__PROBLEM DETAILS__. Reproduce word for word the stretch of the records below from the line containing "of the glossy" through the end of the records, including both of those ends.

START DATA SUPPLIED

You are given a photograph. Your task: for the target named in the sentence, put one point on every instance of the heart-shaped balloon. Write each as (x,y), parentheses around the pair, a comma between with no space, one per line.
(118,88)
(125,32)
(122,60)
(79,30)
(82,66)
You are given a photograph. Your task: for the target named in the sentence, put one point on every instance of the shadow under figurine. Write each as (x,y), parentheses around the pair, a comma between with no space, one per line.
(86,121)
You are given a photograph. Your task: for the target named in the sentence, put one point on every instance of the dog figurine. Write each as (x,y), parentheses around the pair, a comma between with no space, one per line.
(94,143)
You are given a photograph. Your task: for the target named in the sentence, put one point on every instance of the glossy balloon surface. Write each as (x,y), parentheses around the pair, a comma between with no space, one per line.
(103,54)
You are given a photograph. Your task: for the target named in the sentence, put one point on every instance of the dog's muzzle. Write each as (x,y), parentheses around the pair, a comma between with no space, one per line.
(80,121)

END DATA SUPPLIED

__COMPLETE ANSWER__.
You are given a photograph. Your task: for the target named in the sentence, put one point on every instance of the glossy balloon surface. Write each as (x,y), parentheses around the pair, a comma between with no space, one per line.
(103,54)
You are given a photograph. Your task: for the target named in the sentence, put one point on every instance of the dog's muzzle. Write each as (x,y), parentheses around the pair, a comma between with no space, one per line.
(80,121)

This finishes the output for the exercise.